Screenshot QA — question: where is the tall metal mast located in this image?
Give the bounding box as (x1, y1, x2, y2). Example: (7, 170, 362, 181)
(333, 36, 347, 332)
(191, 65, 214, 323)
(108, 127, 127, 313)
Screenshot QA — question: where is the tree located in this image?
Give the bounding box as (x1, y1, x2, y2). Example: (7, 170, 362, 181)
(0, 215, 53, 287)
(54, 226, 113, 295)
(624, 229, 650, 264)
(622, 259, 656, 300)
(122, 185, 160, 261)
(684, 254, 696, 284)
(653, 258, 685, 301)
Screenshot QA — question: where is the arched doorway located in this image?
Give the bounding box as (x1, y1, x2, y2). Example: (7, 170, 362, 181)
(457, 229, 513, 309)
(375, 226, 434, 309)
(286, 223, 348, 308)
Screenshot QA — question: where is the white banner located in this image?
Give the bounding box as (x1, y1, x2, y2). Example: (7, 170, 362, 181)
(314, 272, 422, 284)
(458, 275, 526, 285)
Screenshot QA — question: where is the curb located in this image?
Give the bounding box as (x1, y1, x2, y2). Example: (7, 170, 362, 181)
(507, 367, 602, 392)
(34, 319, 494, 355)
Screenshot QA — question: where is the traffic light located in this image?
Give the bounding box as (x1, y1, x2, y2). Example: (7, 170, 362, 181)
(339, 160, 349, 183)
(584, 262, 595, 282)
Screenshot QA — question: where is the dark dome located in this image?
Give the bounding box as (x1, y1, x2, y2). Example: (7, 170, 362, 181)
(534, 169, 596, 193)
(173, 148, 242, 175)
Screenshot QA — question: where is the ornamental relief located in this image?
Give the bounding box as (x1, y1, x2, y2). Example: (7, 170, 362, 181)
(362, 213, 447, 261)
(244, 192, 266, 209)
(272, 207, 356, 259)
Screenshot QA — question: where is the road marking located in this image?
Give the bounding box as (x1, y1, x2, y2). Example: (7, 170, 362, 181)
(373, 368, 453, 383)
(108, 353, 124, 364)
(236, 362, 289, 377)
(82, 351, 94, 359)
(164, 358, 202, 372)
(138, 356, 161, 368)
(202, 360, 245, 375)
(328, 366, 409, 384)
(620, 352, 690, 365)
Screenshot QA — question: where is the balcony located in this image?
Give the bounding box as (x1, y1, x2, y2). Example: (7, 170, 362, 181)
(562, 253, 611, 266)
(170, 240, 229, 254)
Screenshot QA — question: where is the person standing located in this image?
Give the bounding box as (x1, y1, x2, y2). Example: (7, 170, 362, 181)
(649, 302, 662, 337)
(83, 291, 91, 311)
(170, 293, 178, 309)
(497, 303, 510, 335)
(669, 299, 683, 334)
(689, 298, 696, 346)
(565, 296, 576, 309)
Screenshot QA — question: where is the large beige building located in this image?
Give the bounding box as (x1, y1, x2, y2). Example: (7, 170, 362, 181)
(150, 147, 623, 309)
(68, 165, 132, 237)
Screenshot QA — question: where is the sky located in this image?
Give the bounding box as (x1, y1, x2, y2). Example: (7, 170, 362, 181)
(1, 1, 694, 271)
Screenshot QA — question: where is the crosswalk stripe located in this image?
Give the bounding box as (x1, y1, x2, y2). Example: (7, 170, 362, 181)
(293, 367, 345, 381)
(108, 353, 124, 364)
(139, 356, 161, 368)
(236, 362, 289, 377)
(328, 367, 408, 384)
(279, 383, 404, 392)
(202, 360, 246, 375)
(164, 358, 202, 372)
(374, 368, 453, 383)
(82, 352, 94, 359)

EXERCISE PROMPT ▸ Reproduce every entry above exactly as it was written.

EXERCISE RESPONSE ▸
Screenshot QA — question: where is the tall metal mast located in this image?
Give the bounding box as (x1, y1, x2, y2). Example: (7, 170, 362, 181)
(333, 36, 347, 332)
(191, 65, 214, 323)
(108, 127, 127, 313)
Screenshot QA — question: where is the tree located in this image?
Give the bounding box as (x1, y1, x2, y2). Example: (7, 170, 362, 181)
(0, 215, 53, 287)
(54, 226, 113, 295)
(624, 229, 650, 264)
(622, 259, 656, 300)
(122, 185, 160, 261)
(684, 254, 696, 284)
(653, 258, 685, 301)
Screenshot QA — question: where is the arched doorway located in this image?
Give the bounding box as (x1, y1, x2, y2). Example: (7, 170, 362, 181)
(457, 229, 513, 309)
(375, 226, 434, 309)
(286, 223, 348, 308)
Screenshot QA — question: where is the white banner located in this image?
Give the bounding box as (x1, y1, x2, y2). Example: (7, 170, 362, 181)
(314, 272, 422, 284)
(458, 275, 526, 285)
Screenshot QA — question: where is the curb located in this image?
Give the bounding box as (x1, y1, x2, y2). Example: (7, 170, 362, 181)
(507, 367, 602, 392)
(34, 319, 494, 355)
Screenshot QA — question: where is the traffic light located in this image?
Give the bounding box as (x1, y1, x2, y2). Example: (7, 170, 362, 181)
(339, 160, 349, 183)
(584, 262, 595, 282)
Screenshot QA — question: where is the dark dome located in this image?
Give the bounding box as (x1, y1, x2, y2). Example: (7, 170, 362, 181)
(534, 169, 596, 193)
(173, 148, 242, 175)
Screenshot QA — question: where is the ornamental relief located in this image?
Give the bounding box as (x1, y1, x2, y2). Example: (7, 170, 362, 181)
(362, 213, 447, 261)
(244, 192, 266, 209)
(272, 207, 356, 259)
Screenshot QA — question: where is the road marking located in this image?
Give the bounding box as (x1, y1, x2, y2). Example: (7, 170, 362, 181)
(373, 368, 453, 383)
(108, 353, 124, 364)
(236, 362, 289, 377)
(82, 351, 94, 359)
(164, 358, 202, 372)
(138, 356, 161, 368)
(202, 360, 245, 375)
(328, 366, 409, 384)
(620, 352, 690, 365)
Screenshot QA — question: where is the balcony located in this image?
Give the bounding box as (x1, y1, x2, y2). Example: (7, 170, 362, 181)
(562, 253, 611, 266)
(170, 240, 229, 254)
Screenshot QA — question: where is the person standing located in this image?
Give the bounding box as (x1, y1, x2, y2). Example: (7, 170, 362, 181)
(649, 302, 662, 337)
(83, 291, 91, 311)
(170, 293, 178, 309)
(497, 303, 510, 335)
(669, 299, 683, 334)
(689, 298, 696, 346)
(565, 296, 576, 309)
Screenshot QA — question: where is the large beige building located in this image?
Give the bounding box as (x1, y1, x2, y2). Example: (7, 170, 362, 181)
(150, 147, 623, 309)
(68, 165, 132, 237)
Screenshot QA — question: where is the sky located in this image?
Give the bounding box as (x1, y1, x2, y2). Example: (7, 170, 362, 181)
(1, 1, 694, 271)
Screenshot QA — question: where is the crosswalk stripe located in this image?
Give the bounding box as (x1, y1, x2, y2). Example: (7, 170, 362, 181)
(293, 367, 345, 381)
(108, 353, 124, 364)
(139, 356, 161, 368)
(236, 362, 289, 377)
(328, 367, 408, 384)
(279, 383, 404, 392)
(202, 360, 246, 375)
(164, 358, 202, 372)
(374, 368, 453, 383)
(82, 352, 94, 359)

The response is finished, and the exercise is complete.